EXERCISE REQUIREMENTS
Should a line below contain the word "lighthouse", report it.

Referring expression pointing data
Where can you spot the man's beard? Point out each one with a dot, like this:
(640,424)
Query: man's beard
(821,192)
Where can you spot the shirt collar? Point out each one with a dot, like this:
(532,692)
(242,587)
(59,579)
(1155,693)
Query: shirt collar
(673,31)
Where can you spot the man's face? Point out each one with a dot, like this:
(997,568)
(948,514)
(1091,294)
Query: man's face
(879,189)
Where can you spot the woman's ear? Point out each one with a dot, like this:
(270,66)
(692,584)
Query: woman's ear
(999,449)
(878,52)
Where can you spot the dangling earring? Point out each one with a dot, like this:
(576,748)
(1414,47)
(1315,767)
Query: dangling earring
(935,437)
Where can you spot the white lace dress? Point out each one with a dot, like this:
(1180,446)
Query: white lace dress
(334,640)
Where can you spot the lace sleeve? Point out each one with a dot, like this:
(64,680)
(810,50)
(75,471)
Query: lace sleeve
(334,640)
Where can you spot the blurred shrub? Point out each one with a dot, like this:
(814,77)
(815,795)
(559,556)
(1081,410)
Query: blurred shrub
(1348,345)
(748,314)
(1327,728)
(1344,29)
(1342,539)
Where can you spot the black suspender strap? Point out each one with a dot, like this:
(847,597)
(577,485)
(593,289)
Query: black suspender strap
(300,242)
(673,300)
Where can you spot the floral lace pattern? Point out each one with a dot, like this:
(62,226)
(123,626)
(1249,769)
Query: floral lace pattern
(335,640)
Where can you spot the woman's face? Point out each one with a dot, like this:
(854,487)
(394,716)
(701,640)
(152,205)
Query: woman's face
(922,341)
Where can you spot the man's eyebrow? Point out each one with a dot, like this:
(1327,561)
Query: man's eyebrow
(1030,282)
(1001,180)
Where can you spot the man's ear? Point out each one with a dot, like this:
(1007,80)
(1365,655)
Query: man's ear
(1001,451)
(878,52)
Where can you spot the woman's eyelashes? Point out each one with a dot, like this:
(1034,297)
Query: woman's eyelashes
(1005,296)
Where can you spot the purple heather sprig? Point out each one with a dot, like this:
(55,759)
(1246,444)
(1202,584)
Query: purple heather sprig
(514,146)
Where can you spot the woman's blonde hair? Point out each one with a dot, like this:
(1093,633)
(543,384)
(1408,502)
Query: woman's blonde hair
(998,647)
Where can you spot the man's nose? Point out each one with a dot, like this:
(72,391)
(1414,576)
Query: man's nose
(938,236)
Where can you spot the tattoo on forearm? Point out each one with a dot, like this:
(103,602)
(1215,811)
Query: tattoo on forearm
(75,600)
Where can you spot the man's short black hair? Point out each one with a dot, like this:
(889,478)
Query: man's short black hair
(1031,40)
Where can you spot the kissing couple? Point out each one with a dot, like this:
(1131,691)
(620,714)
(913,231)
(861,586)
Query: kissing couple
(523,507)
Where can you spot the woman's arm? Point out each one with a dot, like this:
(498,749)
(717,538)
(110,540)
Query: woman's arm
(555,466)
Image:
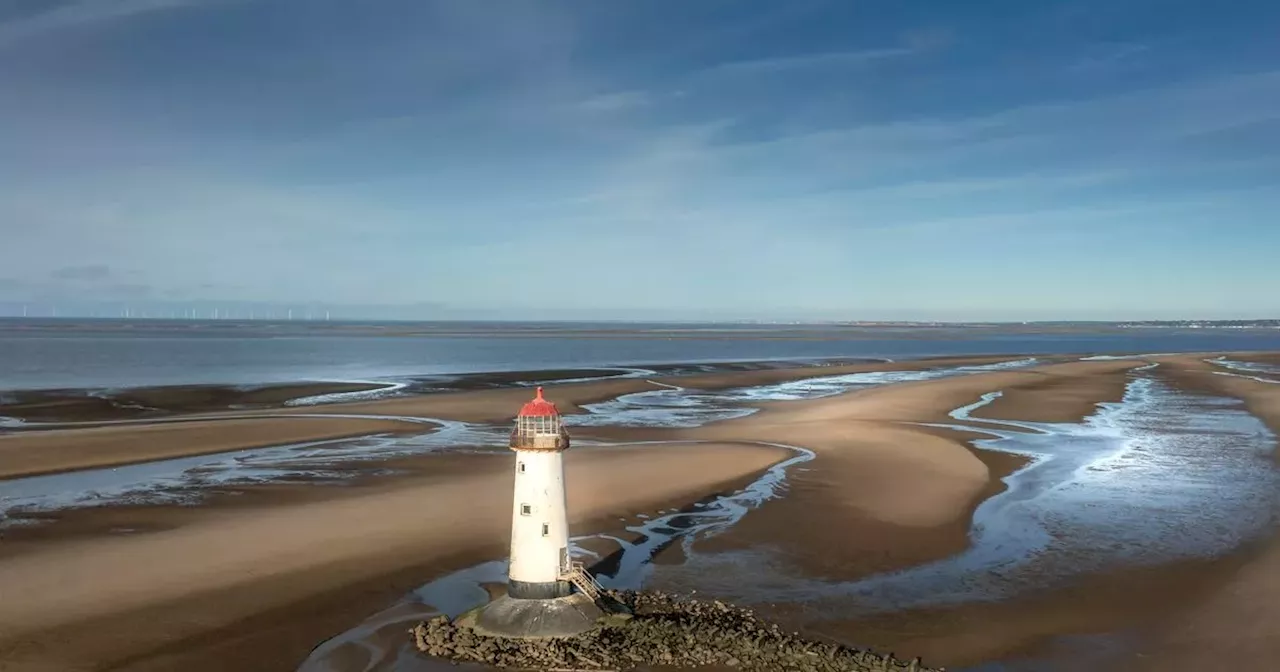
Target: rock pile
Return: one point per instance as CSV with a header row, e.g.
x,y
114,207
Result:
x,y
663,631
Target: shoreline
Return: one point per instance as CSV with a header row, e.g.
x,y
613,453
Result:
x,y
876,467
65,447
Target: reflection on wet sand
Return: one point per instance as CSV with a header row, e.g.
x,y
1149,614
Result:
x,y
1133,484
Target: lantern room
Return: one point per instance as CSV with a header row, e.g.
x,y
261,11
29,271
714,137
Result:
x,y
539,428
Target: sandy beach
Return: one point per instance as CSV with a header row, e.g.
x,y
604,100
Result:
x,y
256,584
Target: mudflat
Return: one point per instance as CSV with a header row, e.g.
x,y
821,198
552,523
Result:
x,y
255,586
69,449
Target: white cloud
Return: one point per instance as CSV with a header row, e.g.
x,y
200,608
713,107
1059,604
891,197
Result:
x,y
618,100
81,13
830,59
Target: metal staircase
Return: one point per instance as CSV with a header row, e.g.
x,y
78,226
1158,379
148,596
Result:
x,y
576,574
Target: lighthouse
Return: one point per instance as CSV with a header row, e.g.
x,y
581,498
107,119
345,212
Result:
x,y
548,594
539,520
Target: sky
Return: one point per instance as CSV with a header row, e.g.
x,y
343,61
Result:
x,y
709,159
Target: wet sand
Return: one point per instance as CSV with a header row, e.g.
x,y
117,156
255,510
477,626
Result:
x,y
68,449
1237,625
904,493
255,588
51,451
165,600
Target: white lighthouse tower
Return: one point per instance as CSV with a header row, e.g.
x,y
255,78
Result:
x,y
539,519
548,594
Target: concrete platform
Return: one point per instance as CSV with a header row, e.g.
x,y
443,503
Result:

EXERCISE OUTPUT
Target: lighthouse
Target: white lighthouse tower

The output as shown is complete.